§ Page extract
+---+

Xellia to develop new antibiotics effective against multi-drug resistant Gram-negative bacteria

Published on February 26, 2013 at 5:55 AM · No Comments

Xellia Pharmaceuticals, a fully integrated specialty pharmaceutical company focusing on the global anti-infective market, announced today that it is developing new antibiotics effective against multi-drug resistant (MDR), Gram-negative bacteria.

This four year development project at Xellia is a collaboration with SINTEF Materials and Chemistry (Trondheim) and the Statens Serum Institut (Copenhagen). The project is being supported by a $3 million grant from the Research Council of Norway (NFR). The project also includes contributions from laboratories across Europe.

Xellia is aiming to develop new antibiotics that target Gram-negative bacterial infections, caused by, for example Pseudomonas, Klebsiella, Acinetobacter and Enterobacter species. Severe sepsis and septic shock due to such infections take up to 135,000 lives each year in Europe and 215,000 in USA.

Resistance to existing antibiotics has become a major healthcare issue worldwide. In the EU alone, infections due to serious hospital-based MDR infections have been reported to cost between EUR 28,500 (in hospital units and ICUs) and EUR 70,100 (in MDR ICUs) per surviving patient.

Recently, pan-drug resistant (PDR) and even so-called extensively drug resistant (XDR) Gram-negative bacteria have started to appear, taking the treatment situation to a critical point. The lack of novel antibiotics is significantly compromising the survival and recovery of patients suffering from these infections. At present, only two antibiotic subclasses are still available to treat XDR infections, polymyxins and tigecycline.

Last-line polymyxin drugs such as polymyxin B and colistin have been used for 60-70 years without developing a significant resistance. However, these antibiotics are known to exhibit elevated nephrotoxicity (affecting kidney function) and are, therefore, not ideal for systemic treatment of XDR-infections.

+---+

§ Supplied data
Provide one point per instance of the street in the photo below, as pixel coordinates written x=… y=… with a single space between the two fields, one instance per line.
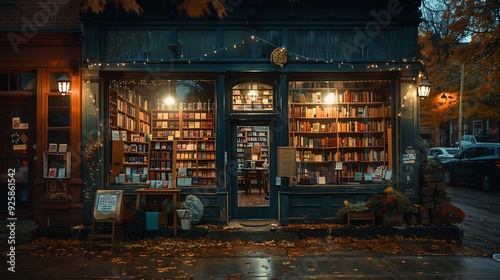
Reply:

+---+

§ Exercises to complete
1. In the Xellia antibiotics article, rewrite the passage between "Published on February" and "laboratories across Europe.", inclusive, replacing "grant" with "award".
2. Summarize the Xellia antibiotics article in two sentences.
3. Decide whether each statement agrees with the Xellia antibiotics article. Answer yes or no for each, and quote the deciding words of the text.
(a) The development project is planned to last four years.
(b) The project is funded by a grant from the European Union.
(c) Polymyxin drugs have developed significant resistance over their decades of use.

§ Answers to the problems
1.
Published on February 26, 2013 at 5:55 AM · No Comments

Xellia Pharmaceuticals, a fully integrated specialty pharmaceutical company focusing on the global anti-infective market, announced today that it is developing new antibiotics effective against multi-drug resistant (MDR), Gram-negative bacteria.

This four year development project at Xellia is a collaboration with SINTEF Materials and Chemistry (Trondheim) and the Statens Serum Institut (Copenhagen). The project is being supported by a $3 million award from the Research Council of Norway (NFR). The project also includes contributions from laboratories across Europe.

2. Xellia Pharmaceuticals announced that it is developing new antibiotics against multi-drug resistant Gram-negative bacteria in a four-year project with SINTEF Materials and Chemistry and the Statens Serum Institut, supported by a $3 million grant from the Research Council of Norway. Such infections kill many people each year, resistance has become a major healthcare issue, and only polymyxins and tigecycline remain available to treat XDR infections, with polymyxins limited by their elevated nephrotoxicity.

3.
(a) Yes: "This four year development project at Xellia"
(b) No: "supported by a $3 million grant from the Research Council of Norway (NFR)"
(c) No: "have been used for 60-70 years without developing a significant resistance"